CHALLENGE A. List every kind of termination that the agreement excerpt below says must be communicated by a notice of termination.

GIVEN TEXT.
In the case of the Company, mailed notices shall be addressed to its
corporate headquarters, and all notices shall be directed to the attention of
its Secretary.

 

(b)                                 Notice
of Termination.  Any termination by
the Company for Cause or by the Employee as a result of a voluntary resignation
or an Involuntary Termination shall be communicated by a notice of termination
to the other party hereto given in accordance with this Section.  Such notice shall indicate the specific
termination provision in this Agreement relied upon, shall set forth in
reasonable detail the facts and circumstances claimed to provide a basis for
termination under the provision so indicated. 
The failure by the Employee to include in the notice any fact or
circumstance which contributes to a showing of Involuntary Termination shall
not waive any right of the Employee hereunder or preclude the Employee from
asserting such fact or circumstance in enforcing his rights hereunder.

 

8.                                       Arbitration.

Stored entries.

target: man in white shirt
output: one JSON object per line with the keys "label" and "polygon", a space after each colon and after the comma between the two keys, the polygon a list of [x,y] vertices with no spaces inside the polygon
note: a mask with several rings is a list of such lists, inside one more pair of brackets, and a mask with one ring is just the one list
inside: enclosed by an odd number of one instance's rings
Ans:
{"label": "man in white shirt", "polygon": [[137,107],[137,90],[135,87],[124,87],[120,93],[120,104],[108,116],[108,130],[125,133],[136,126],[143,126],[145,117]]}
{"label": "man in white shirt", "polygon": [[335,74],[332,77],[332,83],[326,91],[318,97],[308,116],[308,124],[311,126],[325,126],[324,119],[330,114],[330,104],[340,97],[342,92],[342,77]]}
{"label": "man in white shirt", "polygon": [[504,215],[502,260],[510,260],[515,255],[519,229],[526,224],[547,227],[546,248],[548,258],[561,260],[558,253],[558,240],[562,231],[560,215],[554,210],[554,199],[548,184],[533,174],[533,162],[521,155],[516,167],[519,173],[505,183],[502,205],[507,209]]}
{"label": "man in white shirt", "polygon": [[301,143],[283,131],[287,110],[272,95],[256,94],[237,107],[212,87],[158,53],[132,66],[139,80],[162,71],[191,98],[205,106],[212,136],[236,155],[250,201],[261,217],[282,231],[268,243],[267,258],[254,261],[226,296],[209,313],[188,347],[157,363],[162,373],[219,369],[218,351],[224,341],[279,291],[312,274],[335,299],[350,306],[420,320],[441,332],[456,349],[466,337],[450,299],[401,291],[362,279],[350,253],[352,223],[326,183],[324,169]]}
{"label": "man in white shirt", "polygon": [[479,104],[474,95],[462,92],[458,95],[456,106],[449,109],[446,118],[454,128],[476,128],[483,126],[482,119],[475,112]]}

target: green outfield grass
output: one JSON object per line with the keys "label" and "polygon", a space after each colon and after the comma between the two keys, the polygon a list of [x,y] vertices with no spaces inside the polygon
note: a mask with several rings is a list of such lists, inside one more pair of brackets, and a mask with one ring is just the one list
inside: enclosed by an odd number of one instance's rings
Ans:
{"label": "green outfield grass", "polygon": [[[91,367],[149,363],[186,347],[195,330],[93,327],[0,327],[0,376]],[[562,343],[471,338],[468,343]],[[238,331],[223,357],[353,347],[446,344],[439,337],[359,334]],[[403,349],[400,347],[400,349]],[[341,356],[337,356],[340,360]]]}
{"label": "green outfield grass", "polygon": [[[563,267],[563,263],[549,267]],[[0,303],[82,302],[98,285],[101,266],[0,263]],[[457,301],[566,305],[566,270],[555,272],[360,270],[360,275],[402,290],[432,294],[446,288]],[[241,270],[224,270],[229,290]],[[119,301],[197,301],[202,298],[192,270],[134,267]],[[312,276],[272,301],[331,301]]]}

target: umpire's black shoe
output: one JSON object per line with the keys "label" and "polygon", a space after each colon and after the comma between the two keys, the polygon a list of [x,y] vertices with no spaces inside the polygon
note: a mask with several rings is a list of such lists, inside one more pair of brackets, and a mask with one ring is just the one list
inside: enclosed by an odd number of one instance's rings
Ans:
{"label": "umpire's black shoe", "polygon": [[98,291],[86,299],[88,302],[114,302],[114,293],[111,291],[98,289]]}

CHALLENGE B. Pick out each line in the stored entries above that contains the string "target", and copy those lines.

CORRECT OUTPUT A.
- Termination by the Company for Cause
- Termination by the Employee as a result of a voluntary resignation
- Termination by the Employee as a result of an Involuntary Termination

CORRECT OUTPUT B.
target: man in white shirt
target: green outfield grass
target: umpire's black shoe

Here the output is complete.